SET TASK A:
According to the git gc thread below, which Git version and operating system is the reporter running?
SET TASK B:
Carry the git gc thread below forward, picking up after its last sentence.

TEXT EXTRACT:
— Start —

All of lore.kernel.org
 help / color / mirror / Atom feed
* Git gc removes all packs
@ 2015-02-05 15:13 Dmitry Neverov
  2015-02-05 20:03 ` Jeff King
  0 siblings, 1 reply; 10+ messages in thread
From: Dmitry Neverov @ 2015-02-05 15:13 UTC (permalink / raw)
  To: git

Hi,

I'm experiencing a strange behavior of automatic git gc which corrupts a
local repository. Git version 2.2.2 on Mac OS X 10.10.1.

I'm using git p4 for synchronization with perforce. Sometimes after 'git
p4 rebase' git starts a garbage collection. When gc finishes a local
repository contains no pack files only loose objects, so I have to
re-import repository from perforce. It also doesn't contain a temporary
pack git gc was creating.

Command line history looks like this:

> git p4 rebase
Performing incremental import into refs/remotes/p4/master git branch
Depot paths: //XXX/YYY/
Import destination: refs/remotes/p4/master
Importing revision 352157 (100%)
Rebasing the current branch onto remotes/p4/master
First, rewinding head to replay your work on top of it...
Fast-forwarded master to remotes/p4/master.
Auto packing the repository in background for optimum performance.
See "git help gc" for manual housekeeping.

> ps aux | grep git
nd              14335  95.0  1.4  4643292 114788   ??  R     8:52PM
0:05.79 git pack-objects --keep-true-parents --honor-pack-keep
--non-empty --all --reflog --indexed-objects
--unpack-unreachable=2.weeks.ago --local --delta-base-offset
/path/to/repo/.git/objects/pack/.tmp-14333-pack
nd              14333   0.0  0.0  2452420    920   ??  S     8:52PM
0:00.00 git repack -d -l -A --unpack-unreachable=2.weeks.ago
nd              14331   0.0  0.0  2436036    744   ??  Ss    8:52PM
0:00.00 git gc --auto

After the 14331 process termination all packs are gone.

— End —

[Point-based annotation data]
— Start —

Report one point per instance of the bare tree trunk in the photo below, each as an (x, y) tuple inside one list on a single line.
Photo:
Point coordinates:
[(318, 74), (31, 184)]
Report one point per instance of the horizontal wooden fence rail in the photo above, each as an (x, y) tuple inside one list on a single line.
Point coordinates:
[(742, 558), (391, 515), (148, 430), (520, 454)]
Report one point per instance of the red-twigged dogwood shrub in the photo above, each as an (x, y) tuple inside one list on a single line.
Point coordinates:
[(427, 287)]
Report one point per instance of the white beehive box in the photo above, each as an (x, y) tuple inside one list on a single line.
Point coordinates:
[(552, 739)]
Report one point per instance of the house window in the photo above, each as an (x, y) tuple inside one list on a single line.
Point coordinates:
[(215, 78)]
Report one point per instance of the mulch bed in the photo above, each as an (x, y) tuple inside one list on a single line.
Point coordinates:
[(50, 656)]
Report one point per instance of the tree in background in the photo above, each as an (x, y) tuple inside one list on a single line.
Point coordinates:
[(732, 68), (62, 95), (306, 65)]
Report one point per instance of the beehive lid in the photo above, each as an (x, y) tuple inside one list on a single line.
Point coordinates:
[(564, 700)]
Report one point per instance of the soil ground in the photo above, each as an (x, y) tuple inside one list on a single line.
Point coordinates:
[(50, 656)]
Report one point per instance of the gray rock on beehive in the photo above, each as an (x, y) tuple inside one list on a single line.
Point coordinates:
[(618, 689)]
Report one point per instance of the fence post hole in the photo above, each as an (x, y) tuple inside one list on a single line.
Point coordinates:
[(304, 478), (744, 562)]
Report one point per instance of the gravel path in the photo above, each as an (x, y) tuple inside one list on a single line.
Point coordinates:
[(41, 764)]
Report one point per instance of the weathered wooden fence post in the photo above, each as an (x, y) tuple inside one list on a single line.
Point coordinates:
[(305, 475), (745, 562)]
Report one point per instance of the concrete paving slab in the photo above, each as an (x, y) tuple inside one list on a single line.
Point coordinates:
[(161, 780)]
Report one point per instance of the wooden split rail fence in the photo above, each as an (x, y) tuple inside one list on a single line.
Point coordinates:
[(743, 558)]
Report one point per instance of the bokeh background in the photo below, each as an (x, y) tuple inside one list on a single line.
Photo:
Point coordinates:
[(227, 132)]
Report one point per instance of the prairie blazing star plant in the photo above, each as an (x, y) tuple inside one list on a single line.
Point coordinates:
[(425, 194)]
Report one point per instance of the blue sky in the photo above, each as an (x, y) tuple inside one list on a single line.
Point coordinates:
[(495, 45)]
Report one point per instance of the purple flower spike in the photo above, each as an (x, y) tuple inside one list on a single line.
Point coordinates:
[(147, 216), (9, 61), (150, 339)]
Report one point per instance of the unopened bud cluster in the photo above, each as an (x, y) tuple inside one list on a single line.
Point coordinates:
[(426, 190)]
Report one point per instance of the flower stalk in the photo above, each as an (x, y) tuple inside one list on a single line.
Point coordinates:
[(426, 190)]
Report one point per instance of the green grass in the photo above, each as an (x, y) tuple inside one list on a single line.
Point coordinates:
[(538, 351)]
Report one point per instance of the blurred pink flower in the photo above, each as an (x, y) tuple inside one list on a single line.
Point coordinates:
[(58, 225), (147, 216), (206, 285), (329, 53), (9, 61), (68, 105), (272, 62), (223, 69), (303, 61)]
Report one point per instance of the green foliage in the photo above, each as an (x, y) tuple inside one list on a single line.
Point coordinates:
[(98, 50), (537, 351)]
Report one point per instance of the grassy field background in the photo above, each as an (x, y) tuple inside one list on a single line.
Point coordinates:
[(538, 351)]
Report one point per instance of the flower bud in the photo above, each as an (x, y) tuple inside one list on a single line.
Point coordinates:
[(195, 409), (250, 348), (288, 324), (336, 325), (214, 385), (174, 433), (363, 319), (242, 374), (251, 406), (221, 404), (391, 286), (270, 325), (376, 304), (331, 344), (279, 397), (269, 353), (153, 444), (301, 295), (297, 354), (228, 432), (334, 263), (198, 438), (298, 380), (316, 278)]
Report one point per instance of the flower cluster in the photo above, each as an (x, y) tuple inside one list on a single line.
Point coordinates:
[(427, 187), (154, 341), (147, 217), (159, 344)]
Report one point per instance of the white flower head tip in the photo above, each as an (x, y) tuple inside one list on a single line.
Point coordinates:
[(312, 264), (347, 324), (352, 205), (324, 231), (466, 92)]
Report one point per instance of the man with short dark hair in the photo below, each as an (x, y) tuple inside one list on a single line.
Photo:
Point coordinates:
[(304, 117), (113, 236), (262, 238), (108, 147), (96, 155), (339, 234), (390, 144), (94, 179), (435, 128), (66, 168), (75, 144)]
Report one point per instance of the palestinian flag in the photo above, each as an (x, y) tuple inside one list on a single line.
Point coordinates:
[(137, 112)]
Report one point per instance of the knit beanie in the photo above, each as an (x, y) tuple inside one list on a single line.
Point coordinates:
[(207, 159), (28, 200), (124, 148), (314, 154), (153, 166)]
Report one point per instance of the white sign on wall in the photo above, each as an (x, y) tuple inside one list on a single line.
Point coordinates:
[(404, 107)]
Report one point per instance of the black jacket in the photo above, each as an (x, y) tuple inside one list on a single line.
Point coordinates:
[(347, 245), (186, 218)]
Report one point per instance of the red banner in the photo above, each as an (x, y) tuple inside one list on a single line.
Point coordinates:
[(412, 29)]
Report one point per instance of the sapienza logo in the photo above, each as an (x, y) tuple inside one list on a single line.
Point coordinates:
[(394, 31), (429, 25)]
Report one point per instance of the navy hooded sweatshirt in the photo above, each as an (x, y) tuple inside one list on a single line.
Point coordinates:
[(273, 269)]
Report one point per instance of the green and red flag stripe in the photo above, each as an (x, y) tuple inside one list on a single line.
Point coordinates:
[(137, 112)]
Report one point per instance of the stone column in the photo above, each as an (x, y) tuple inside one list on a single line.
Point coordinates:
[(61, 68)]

— End —

TASK RESPONSE A:
Git version 2.2.2 on Mac OS X 10.10.1.

TASK RESPONSE B:
One more thing about my setup: since git p4 promotes a use of a linear
history I use a separate repository for another branch in perforce. In
order to be able to cherry-pick between repositories I added this
another repo objects dir as an alternate and also added a ref which is a
symbolic link to a branch in another repo (so I don't have to do any
fetches).

How do I troubleshoot the problem? Is there any way to enable a some
kind of logging for automatic git gc? Can use of alternates or symbolic
links in refs cause such a behavior?

--
Dmitry

^ permalink raw reply	[flat|nested] 10+ messages in thread

* Re: Git gc removes all packs
  2015-02-05 15:13 Git gc removes all packs Dmitry Neverov
@ 2015-02-05 20:03 ` Jeff King
  2015-02-17 16:39   ` Michael Haggerty
  2015-02-27 10:16   ` Dmitry Neverov
  0 siblings, 2 replies; 10+ messages in thread
From: Jeff King @ 2015-02-05 20:03 UTC (permalink / raw)
  To: Dmitry Neverov; +Cc: git

On Thu, Feb 05, 2015 at 04:13:03PM +0100, Dmitry Neverov wrote:

> I'm using git p4 for synchronization with perforce. Sometimes after 'git
> p4 rebase' git starts a garbage collection. When gc finishes a local
> repository contains no pack files only loose objects, so I have to
> re-import repository from perforce. It also doesn't contain a temporary
> pack git gc was creating.

It sounds like git didn't find any refs; it will pack only objects which
are reachable. Unreachable objects are either:

  1. Exploded into loose objects if the mtime on the pack they contain
     is less than 2 weeks old (and will eventually expire when they
     become 2 weeks old).

  2. Dropped completely if older than 2 weeks.

> One more thing about my setup: since git p4 promotes a use of a linear
> history I use a separate repository for another branch in perforce. In
> order to be able to cherry-pick between repositories I added this
> another repo objects dir as an alternate and also added a ref which is a
> symbolic link to a branch in another repo (so I don't have to do any
> fetches).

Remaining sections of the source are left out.